▶ [To be done] Write out the data below exactly as given, without any of its pictures.

▶ [Input data]

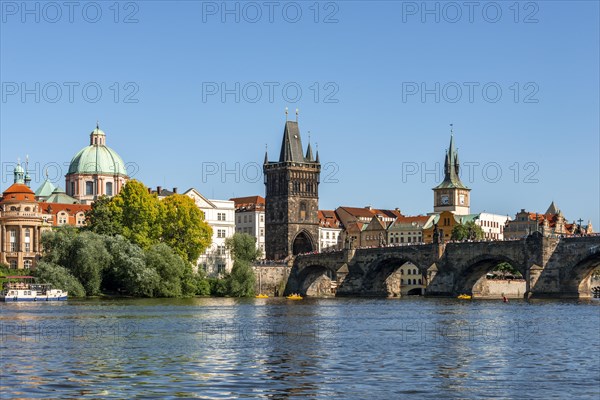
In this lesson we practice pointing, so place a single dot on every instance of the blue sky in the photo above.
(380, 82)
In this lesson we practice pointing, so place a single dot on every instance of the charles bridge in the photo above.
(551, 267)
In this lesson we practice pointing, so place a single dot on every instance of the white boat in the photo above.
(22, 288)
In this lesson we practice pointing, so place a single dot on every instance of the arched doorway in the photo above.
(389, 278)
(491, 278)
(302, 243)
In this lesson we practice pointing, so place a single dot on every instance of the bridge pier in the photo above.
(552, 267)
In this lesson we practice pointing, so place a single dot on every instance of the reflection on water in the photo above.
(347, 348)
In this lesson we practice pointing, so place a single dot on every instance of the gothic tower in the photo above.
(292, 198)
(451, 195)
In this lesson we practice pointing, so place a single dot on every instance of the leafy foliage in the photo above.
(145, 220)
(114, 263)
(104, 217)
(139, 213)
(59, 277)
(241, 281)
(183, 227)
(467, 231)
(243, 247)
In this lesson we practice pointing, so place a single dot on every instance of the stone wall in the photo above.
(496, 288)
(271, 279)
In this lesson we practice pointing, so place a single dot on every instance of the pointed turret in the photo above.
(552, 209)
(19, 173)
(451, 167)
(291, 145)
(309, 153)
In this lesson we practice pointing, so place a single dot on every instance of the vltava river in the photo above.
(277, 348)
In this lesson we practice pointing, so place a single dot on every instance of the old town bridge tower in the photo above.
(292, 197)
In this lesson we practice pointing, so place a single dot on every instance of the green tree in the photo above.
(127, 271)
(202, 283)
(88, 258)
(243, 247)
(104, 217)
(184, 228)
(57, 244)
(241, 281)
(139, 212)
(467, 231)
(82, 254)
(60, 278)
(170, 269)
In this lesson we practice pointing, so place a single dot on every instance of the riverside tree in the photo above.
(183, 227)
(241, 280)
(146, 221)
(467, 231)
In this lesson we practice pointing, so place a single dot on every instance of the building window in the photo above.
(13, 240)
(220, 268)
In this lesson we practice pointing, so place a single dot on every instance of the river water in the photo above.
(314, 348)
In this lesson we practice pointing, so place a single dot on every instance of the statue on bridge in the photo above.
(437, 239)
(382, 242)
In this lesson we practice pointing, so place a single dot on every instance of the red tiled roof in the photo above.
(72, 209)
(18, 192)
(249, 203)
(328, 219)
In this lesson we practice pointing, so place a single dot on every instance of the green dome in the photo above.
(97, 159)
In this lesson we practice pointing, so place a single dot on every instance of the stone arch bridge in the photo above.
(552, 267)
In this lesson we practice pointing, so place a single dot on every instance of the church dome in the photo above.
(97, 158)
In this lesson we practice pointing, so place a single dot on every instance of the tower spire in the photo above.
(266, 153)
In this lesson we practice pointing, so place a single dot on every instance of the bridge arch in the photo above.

▶ [Complete answer]
In this lesson we practice pointing, so place a single dot on every instance of the blue sky in the photo above.
(380, 82)
In this lesson we practice pointing, so place a single dot on every instance of the charles bridge in the photo above.
(551, 267)
In this lesson we practice pointing, so place a single dot on every instance of the white boat in the photo above.
(22, 288)
In this lesson we practice pointing, so place a single dot on every instance of the arched doorway in the photo above.
(389, 278)
(491, 278)
(302, 243)
In this lesson we practice pointing, so place a single dot on every instance of the bridge pier in the photo above.
(552, 267)
In this lesson we practice pointing, so place a single dot on every instance of the reflection on water in the photo above.
(347, 348)
In this lesson we practice pointing, so place a single dot on every instance of the gothic tower in the photo above.
(292, 198)
(451, 195)
In this lesson we practice pointing, so place a single dot on every instance of the leafy foliage in the photo above.
(145, 220)
(114, 263)
(104, 217)
(139, 213)
(59, 277)
(241, 281)
(183, 227)
(467, 231)
(243, 247)
In this lesson we practice pointing, so place a single dot on every instance of the stone wall in the photo above.
(496, 288)
(271, 279)
In this lesson we practice pointing, so place a single dot on every instance of the pointed turret in the photo above.
(552, 209)
(19, 173)
(451, 167)
(291, 145)
(309, 153)
In this lesson we practice pointing, so place a single dot on every instance of the vltava river in the photo above.
(277, 348)
In this lesson we practice pointing, so place a single dot on every instance of the old town bridge tower in the photo above.
(292, 197)
In this lesson we practice pointing, so place a single dot on every instance of the green tree in the photo above.
(127, 271)
(202, 283)
(88, 258)
(243, 247)
(104, 217)
(184, 228)
(57, 244)
(241, 281)
(139, 212)
(467, 231)
(82, 254)
(60, 278)
(170, 269)
In this lesson we practice pointing, so place a single dot on every instance of the riverside tree in the photo above.
(183, 227)
(241, 280)
(146, 221)
(467, 231)
In this lesson we practice pointing, so place a single dot on every instance of the building window in the photo above.
(13, 240)
(220, 268)
In this lesson we practice pointing, so place a single dot on every instance of the river water in the photo above.
(314, 348)
In this lesson we practice pointing, so place a single dot on every instance of the statue on bridge in the photo above.
(437, 239)
(382, 242)
In this lesson we practice pointing, so place a single dot on every instance of the red tiled roof in the photo above.
(72, 209)
(18, 192)
(249, 203)
(328, 219)
In this lesson we practice pointing, so place a single dot on every instance of the green dome in the photo above.
(97, 159)
In this lesson we practice pointing, so place a single dot on every instance of the stone arch bridge in the photo above.
(552, 267)
In this lesson we practice pointing, so place a single dot on every instance of the church dome in the photo above.
(97, 158)
In this lesson we practice pointing, so place a single dot on every instance of the tower spire in the photo above.
(266, 153)
In this lesson we practice pointing, so place a single dot on every instance of the bridge arch in the photo above.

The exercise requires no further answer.